AIM — Write out every line of the rows below, requests included, and leave out the pictures. Multiply the x and y coordinates in the answer points by 0.2 and round them to whole numbers, with halves going up, but keep the sample points in the requests as they are.

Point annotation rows
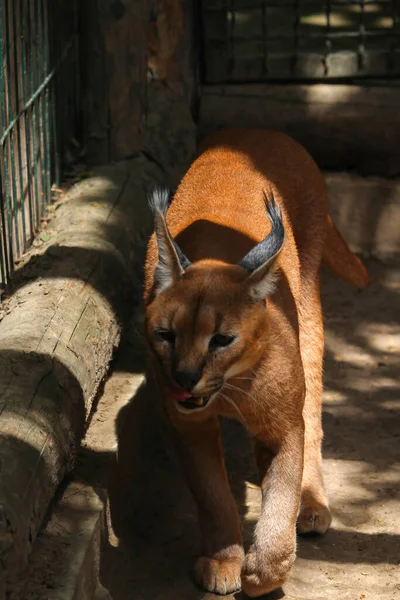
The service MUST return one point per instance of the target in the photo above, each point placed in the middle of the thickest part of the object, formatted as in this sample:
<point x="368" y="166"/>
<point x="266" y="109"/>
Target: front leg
<point x="200" y="451"/>
<point x="274" y="547"/>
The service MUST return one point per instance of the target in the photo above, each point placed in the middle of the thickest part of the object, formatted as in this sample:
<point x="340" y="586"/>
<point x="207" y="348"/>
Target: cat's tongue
<point x="179" y="394"/>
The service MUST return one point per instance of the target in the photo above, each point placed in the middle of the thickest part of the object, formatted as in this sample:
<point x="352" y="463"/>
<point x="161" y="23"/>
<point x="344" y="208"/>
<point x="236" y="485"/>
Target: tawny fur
<point x="272" y="377"/>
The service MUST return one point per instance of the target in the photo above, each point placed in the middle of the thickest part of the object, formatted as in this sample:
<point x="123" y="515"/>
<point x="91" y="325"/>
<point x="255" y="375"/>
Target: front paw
<point x="263" y="573"/>
<point x="219" y="576"/>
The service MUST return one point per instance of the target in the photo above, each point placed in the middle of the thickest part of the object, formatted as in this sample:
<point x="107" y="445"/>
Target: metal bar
<point x="304" y="4"/>
<point x="4" y="153"/>
<point x="37" y="93"/>
<point x="39" y="104"/>
<point x="26" y="115"/>
<point x="328" y="40"/>
<point x="265" y="35"/>
<point x="11" y="107"/>
<point x="17" y="61"/>
<point x="361" y="44"/>
<point x="31" y="102"/>
<point x="322" y="36"/>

SOLUTION BELOW —
The service MUST return one point per instance of the target in the photo above, each point placed in the middle of the thickest part of the object, formatted as in this sample:
<point x="368" y="166"/>
<point x="266" y="109"/>
Target: front leg
<point x="40" y="90"/>
<point x="55" y="109"/>
The service MUST return one point per instance of the target in the photo above, each point placed in the middle of the thickest part of the object, formatted as in this sample:
<point x="340" y="586"/>
<point x="207" y="348"/>
Target: cat's tongue
<point x="36" y="79"/>
The service MUST return one point per instance of the target in the photo above, each point placed in the middle of the thickest part of the object, formatted as in this sample:
<point x="352" y="463"/>
<point x="161" y="23"/>
<point x="344" y="208"/>
<point x="236" y="485"/>
Target: tawny fur
<point x="54" y="75"/>
The service MUST return one point per instance of the target in the photo above, each point placed in the middle of the thickest part of the object, formatted as in this sample:
<point x="123" y="515"/>
<point x="91" y="325"/>
<point x="255" y="375"/>
Target: front paw
<point x="53" y="115"/>
<point x="44" y="115"/>
The service MUST return one point per instance of the target in the photo above, each point placed in the middle of the thickest part of the object, formatted as in this sample:
<point x="107" y="445"/>
Target: metal bar
<point x="61" y="1"/>
<point x="1" y="31"/>
<point x="7" y="19"/>
<point x="8" y="21"/>
<point x="5" y="23"/>
<point x="66" y="8"/>
<point x="53" y="7"/>
<point x="2" y="21"/>
<point x="3" y="12"/>
<point x="72" y="9"/>
<point x="6" y="20"/>
<point x="64" y="7"/>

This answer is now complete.